To do: If a line in the data below holds the word "tree", copy it.

Saved entries
BEGIN

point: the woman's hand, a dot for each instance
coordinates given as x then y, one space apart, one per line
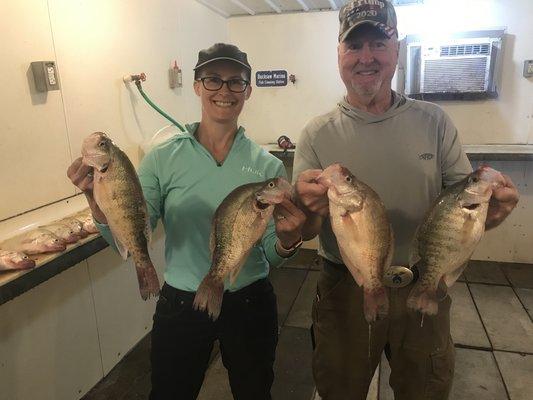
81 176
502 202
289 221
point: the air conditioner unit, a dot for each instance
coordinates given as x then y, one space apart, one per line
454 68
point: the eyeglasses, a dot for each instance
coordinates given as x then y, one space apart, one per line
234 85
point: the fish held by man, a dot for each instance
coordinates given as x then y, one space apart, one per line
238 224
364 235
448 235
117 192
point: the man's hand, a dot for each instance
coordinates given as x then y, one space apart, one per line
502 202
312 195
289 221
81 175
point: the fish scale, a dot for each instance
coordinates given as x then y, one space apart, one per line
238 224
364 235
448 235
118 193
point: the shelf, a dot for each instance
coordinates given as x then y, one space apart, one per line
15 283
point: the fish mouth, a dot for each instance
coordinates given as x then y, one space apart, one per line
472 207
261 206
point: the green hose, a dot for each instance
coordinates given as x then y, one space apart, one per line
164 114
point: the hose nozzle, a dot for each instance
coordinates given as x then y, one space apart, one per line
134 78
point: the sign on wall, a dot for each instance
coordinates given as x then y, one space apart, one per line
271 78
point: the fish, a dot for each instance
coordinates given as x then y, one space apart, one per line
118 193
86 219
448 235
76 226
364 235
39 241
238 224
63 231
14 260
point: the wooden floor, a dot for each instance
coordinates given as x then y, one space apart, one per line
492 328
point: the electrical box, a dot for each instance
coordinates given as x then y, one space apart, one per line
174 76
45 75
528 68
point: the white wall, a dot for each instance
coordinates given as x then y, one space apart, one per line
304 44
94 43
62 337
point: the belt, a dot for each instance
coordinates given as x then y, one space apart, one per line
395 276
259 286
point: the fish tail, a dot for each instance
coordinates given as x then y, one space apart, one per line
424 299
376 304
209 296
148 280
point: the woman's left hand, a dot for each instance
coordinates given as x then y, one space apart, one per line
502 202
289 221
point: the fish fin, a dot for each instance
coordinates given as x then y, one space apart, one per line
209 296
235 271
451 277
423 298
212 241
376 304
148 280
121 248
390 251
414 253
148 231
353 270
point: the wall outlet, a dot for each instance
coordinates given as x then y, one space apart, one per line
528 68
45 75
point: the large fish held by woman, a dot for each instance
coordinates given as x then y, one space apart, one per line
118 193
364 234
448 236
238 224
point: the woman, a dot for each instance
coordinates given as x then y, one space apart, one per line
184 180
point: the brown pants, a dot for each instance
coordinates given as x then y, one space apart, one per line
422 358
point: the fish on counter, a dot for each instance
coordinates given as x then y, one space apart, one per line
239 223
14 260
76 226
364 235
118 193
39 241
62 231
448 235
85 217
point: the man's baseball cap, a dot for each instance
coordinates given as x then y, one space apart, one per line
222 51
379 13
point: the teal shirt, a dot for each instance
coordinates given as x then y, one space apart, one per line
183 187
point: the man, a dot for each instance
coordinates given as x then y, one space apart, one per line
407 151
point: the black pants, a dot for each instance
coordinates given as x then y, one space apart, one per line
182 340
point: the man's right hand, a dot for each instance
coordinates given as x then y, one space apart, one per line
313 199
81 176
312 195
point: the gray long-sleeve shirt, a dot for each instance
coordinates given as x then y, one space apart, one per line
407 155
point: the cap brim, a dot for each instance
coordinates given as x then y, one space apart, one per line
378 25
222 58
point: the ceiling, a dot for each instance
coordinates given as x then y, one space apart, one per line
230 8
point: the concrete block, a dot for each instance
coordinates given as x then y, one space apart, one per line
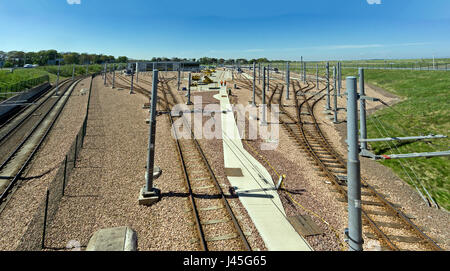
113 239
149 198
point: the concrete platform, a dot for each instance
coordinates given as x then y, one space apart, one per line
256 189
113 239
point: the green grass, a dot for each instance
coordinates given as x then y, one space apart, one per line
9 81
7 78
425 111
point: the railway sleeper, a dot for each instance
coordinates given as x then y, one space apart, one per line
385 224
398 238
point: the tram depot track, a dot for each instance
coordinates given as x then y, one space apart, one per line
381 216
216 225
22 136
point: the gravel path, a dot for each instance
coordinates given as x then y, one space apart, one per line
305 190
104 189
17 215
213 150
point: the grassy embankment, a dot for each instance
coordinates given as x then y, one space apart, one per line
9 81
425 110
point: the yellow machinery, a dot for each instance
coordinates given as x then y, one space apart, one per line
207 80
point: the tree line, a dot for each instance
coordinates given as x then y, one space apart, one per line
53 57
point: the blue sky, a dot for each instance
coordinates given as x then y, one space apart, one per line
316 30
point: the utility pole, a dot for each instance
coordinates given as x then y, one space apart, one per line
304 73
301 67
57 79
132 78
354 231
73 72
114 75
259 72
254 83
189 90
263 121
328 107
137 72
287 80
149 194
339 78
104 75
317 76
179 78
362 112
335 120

END
BEGIN

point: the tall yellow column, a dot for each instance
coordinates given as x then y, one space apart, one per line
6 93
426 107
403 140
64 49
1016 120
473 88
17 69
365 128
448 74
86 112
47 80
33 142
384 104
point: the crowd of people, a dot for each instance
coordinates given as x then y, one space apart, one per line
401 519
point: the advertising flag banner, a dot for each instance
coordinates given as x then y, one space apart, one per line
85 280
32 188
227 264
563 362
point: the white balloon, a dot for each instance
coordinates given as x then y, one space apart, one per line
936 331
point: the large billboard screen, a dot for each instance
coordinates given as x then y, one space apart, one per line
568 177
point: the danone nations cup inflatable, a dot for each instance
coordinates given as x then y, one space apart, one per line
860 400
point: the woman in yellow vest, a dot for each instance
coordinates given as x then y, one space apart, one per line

END
BEGIN

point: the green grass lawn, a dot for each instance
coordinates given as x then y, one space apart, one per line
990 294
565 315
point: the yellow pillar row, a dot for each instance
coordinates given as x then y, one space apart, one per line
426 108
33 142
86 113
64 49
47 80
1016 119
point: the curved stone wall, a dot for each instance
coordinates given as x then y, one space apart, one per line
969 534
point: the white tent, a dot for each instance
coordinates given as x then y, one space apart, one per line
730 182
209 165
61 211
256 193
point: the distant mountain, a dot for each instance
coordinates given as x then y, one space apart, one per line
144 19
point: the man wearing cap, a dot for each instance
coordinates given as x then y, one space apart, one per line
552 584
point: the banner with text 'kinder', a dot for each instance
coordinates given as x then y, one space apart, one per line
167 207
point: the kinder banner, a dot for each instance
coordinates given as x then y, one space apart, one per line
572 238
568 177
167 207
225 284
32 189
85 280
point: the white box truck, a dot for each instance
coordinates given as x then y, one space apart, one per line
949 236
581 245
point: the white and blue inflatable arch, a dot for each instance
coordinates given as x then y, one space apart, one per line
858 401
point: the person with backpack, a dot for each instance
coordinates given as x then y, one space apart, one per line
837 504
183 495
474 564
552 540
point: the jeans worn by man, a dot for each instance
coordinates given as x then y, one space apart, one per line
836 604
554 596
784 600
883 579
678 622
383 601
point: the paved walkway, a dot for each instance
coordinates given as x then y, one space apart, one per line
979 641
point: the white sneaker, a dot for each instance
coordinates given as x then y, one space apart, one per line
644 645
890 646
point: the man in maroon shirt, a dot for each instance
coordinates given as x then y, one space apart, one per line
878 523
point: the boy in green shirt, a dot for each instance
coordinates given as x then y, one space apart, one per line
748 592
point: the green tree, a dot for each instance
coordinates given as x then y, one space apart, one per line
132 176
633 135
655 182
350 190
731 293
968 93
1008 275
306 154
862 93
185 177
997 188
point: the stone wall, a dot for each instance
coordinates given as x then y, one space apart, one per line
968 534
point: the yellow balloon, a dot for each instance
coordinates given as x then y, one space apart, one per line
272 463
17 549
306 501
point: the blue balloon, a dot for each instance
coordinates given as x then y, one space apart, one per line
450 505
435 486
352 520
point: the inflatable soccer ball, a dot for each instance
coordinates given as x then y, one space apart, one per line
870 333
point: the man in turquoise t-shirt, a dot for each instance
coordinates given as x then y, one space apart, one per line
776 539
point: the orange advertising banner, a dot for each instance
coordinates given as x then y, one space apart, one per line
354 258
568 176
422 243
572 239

END

Written reply:
point: the tree line, a dot for each instance
point: the green tree, a dot for each instance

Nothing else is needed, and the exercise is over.